## Begin Supplied entries

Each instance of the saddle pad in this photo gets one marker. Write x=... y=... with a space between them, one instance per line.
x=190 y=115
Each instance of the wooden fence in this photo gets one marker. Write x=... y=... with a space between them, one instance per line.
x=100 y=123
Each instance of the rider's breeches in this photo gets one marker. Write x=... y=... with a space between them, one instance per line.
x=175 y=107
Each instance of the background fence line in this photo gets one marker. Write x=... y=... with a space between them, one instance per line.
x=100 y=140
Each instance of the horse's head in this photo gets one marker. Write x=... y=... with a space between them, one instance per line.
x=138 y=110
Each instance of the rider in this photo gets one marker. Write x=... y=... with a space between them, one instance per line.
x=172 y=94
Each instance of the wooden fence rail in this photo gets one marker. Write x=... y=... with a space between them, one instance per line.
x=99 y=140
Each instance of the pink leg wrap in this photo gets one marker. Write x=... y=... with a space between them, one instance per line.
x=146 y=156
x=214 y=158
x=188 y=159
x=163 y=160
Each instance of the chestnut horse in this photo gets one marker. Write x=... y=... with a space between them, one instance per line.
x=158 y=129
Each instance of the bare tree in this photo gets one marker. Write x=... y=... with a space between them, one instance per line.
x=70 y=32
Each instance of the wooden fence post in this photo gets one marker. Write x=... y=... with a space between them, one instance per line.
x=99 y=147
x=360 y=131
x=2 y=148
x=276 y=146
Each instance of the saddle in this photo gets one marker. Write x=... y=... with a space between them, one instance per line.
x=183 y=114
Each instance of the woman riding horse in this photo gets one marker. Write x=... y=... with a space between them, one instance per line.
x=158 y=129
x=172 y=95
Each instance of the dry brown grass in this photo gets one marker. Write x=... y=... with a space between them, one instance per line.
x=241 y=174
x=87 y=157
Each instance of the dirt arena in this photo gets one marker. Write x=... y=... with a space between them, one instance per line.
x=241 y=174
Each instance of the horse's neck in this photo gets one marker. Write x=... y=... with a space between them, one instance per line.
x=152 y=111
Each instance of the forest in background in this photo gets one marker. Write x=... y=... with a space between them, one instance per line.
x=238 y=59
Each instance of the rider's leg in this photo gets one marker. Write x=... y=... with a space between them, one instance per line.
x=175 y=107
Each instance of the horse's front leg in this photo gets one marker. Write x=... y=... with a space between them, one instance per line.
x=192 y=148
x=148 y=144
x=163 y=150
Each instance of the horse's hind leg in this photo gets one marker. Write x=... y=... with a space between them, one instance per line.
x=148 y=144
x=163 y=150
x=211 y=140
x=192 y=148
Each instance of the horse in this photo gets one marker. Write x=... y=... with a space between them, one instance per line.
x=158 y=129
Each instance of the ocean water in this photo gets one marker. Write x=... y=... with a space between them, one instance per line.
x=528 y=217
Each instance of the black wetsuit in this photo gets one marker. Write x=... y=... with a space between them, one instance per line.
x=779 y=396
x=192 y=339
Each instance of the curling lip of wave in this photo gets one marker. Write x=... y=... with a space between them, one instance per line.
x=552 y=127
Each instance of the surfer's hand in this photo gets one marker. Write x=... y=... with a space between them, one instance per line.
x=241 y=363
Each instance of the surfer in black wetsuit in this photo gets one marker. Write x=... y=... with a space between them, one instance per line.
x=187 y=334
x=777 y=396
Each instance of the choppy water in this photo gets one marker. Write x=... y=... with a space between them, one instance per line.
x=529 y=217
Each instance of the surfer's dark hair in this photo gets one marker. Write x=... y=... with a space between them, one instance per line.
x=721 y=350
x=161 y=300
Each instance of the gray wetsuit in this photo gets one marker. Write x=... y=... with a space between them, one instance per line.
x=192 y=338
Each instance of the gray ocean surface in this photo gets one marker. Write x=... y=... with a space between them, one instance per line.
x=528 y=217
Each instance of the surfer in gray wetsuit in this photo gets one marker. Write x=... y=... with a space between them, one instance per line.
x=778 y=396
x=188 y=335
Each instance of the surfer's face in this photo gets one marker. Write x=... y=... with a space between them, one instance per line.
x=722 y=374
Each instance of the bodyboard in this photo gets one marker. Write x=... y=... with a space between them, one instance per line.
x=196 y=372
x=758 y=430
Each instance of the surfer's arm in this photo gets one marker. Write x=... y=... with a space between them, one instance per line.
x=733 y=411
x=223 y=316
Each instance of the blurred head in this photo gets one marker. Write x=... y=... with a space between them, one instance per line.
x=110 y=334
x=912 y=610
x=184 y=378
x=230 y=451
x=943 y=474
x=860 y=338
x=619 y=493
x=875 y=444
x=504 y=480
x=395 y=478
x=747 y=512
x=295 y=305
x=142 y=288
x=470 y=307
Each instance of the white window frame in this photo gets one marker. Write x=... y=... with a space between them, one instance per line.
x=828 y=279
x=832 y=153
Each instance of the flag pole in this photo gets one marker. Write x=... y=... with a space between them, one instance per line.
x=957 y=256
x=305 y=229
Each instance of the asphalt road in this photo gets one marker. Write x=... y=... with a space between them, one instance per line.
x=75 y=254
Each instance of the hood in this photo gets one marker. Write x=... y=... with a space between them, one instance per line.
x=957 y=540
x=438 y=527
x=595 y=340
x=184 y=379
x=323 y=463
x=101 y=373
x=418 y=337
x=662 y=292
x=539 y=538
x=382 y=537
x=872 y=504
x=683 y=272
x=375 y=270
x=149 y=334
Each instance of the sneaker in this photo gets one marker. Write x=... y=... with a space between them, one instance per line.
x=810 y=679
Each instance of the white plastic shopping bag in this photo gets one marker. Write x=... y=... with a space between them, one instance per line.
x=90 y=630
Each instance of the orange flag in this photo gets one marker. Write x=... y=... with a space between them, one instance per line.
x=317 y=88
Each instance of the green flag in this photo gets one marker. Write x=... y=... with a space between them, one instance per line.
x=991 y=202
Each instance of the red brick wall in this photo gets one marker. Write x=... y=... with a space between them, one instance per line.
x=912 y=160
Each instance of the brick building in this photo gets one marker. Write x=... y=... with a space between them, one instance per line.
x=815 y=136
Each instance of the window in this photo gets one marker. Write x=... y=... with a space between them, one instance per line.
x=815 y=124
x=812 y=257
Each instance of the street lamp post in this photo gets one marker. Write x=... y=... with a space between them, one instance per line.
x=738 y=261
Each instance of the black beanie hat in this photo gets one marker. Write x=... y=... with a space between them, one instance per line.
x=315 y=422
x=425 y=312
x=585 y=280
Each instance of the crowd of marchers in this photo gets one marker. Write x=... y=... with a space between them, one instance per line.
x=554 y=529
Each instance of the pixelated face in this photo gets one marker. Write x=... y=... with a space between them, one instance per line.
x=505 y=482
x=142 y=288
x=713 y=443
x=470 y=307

## End Supplied entries

Edit the listing above so that every "marker" becomes "point", and leave all other wording unchanged.

Each instance of the saddle pad in this photo gets one point. Write x=... y=... with a space between them, one instance per line.
x=190 y=115
Each instance of the wooden fence in this photo gets one point. Write x=... y=... with a space between them, one instance per line.
x=100 y=123
Each instance of the rider's breeches in this photo gets one point. Write x=... y=... with a space between them, one instance per line.
x=175 y=107
Each instance of the background fence line in this photo gets one point. Write x=... y=... with a space between them, one instance per line.
x=100 y=140
Each instance of the horse's head in this photo gets one point. Write x=... y=... with a space between them, one instance per line.
x=138 y=110
Each instance of the rider in this photo gets one point. Write x=... y=... with a space between them, one instance per line.
x=172 y=94
Each instance of the wooden fence rail in this photo gets one point. Write x=... y=... with a space between them, one instance per line.
x=99 y=140
Each instance of the pink leg wrap in this photo gets one point. Write x=... y=... with a space between them, one instance per line.
x=146 y=156
x=214 y=158
x=188 y=159
x=163 y=160
Each instance of the chestnut horse in this photo gets one point. Write x=... y=... with a space between them, one instance per line.
x=158 y=129
Each instance of the bare tree in this photo gets one point. Write x=... y=... with a space between them, one instance per line.
x=70 y=32
Each instance of the wooden fence post in this photo gets one point. Write x=... y=... with a space between them, one instance per line.
x=99 y=147
x=360 y=131
x=2 y=148
x=276 y=146
Each instance of the saddle in this photo gets one point. Write x=... y=... with a space between them, one instance per line.
x=183 y=114
Each instance of the woman riding horse in this photo gets one point. Write x=... y=... with a space between them, one instance per line.
x=158 y=129
x=172 y=95
Each instance of the dry brown grass in this photo gets one point. Write x=... y=... with a space between them, one instance per line.
x=241 y=174
x=87 y=157
Each instance of the dirt arena in this photo gets one point. Write x=... y=... with a space between them, one instance per line.
x=241 y=174
Each instance of the horse's neck in this photo gets one point. Write x=... y=... with a space between them, one instance per line.
x=152 y=111
Each instance of the forest in background in this photo gets one point. Write x=... y=... with a space between them, one instance per line.
x=238 y=59
Each instance of the rider's leg in this photo gets one point. Write x=... y=... with a space between them, one instance per line.
x=175 y=107
Each instance of the horse's front leg in this photo gets one point. Write x=... y=... with a space between them, one instance per line.
x=192 y=148
x=148 y=144
x=163 y=150
Each instance of the horse's hind leg in this photo gets one point. Write x=... y=... with a space between them, one instance per line.
x=148 y=144
x=163 y=150
x=211 y=140
x=192 y=148
Each instance of the horse in this photo gets one point. Write x=... y=... with a space between them, one instance per line.
x=158 y=129
Each instance of the ocean water in this photo gets one point. Write x=... y=... with a space between them, one instance per line.
x=528 y=217
Each instance of the black wetsuit in this photo gets one point. Write x=... y=... with a space between them, one instance per line.
x=779 y=396
x=192 y=339
Each instance of the curling lip of wave in this photo gets one point. Write x=... y=... with a space between them, one instance per line.
x=552 y=127
Each instance of the surfer's hand in this photo gets one point. Write x=... y=... with a space between them, one instance per line.
x=241 y=363
Each instance of the surfer in black wetsuit in this photo gets one point. Write x=... y=... with a space between them, one instance per line.
x=187 y=334
x=777 y=396
Each instance of the choppy water in this photo gets one point. Write x=... y=... with a space between them, one instance per line.
x=529 y=217
Each instance of the surfer's dark hair in this photo gets one point. Write x=... y=... with a space between them, one instance per line.
x=721 y=350
x=161 y=300
Each instance of the gray wetsuit in this photo gets one point. Write x=... y=... with a space between them, one instance per line.
x=192 y=338
Each instance of the gray ocean surface in this photo gets one point. Write x=... y=... with a space between them, one instance per line.
x=528 y=217
Each instance of the surfer in gray wetsuit in this photo gets one point. Write x=... y=... with a space between them, one instance per line.
x=778 y=396
x=188 y=335
Each instance of the surfer's face in this photo gets one point. Write x=... y=... with a space between them, one instance per line.
x=722 y=374
Each instance of the bodyboard in this photo gets one point. Write x=... y=... with a space between them, one instance per line.
x=196 y=372
x=758 y=430
Each instance of the surfer's arm in this photo gets one point. Write x=... y=... with a space between them, one instance per line.
x=733 y=411
x=223 y=316
Each instance of the blurred head in this photo gets one point. Write x=... y=... with a space between them, one instance per line.
x=110 y=334
x=912 y=610
x=184 y=378
x=230 y=451
x=943 y=474
x=860 y=338
x=619 y=493
x=875 y=444
x=504 y=480
x=395 y=478
x=747 y=512
x=295 y=305
x=142 y=288
x=470 y=307
Each instance of the white window frame in this photo gets one point. Write x=... y=... with a space between them, one instance per line.
x=828 y=279
x=832 y=153
Each instance of the flag pole in this photo gets one point. Write x=... y=... with a space between them, one instance per line.
x=957 y=256
x=305 y=229
Each instance of the asphalt road in this photo gets one point. Write x=... y=... with a space between them, one instance per line.
x=75 y=254
Each instance of the hood in this photo gets one point. Write x=... y=... with a space between them, one instance per line.
x=957 y=540
x=438 y=527
x=595 y=340
x=184 y=379
x=323 y=463
x=101 y=373
x=418 y=337
x=662 y=292
x=539 y=538
x=382 y=537
x=872 y=504
x=683 y=272
x=375 y=270
x=149 y=334
Each instance of the sneaker in this photo gets one point. Write x=... y=... with a space between them, one instance per line.
x=810 y=679
Each instance of the white plastic shopping bag in this photo gets one point. Write x=... y=... with a space between them, one instance per line.
x=90 y=630
Each instance of the orange flag in this photo gets one point. Write x=... y=... with a space between them, one instance per line.
x=317 y=88
Each instance of the green flag in this photo gets one point. Write x=... y=... with a space between them, one instance per line.
x=991 y=202
Each instance of the red brick wall in this photo gets one point. Write x=... y=... with a space between them, one instance per line.
x=912 y=160
Each instance of the brick building in this photo gets one point. Write x=... y=... with a space between them, one instance per line.
x=815 y=136
Each instance of the window in this photo gets one point. Write x=... y=... with a space between them, one instance per line.
x=815 y=124
x=812 y=257
Each instance of the street lamp post in this photo gets one point. Write x=... y=... with a space between them, one instance per line.
x=738 y=261
Each instance of the black beanie hat in this photo gets one point. Write x=... y=... with a space between them, one instance per line.
x=315 y=422
x=425 y=312
x=585 y=280
Each instance of the crowd of marchers in this photo gets one point. Write x=... y=... with a space between them, one instance per line.
x=554 y=529
Each instance of the pixelated face in this photo gets one point. Write x=... y=... with a space between them, one instance per line.
x=505 y=482
x=142 y=288
x=713 y=443
x=470 y=307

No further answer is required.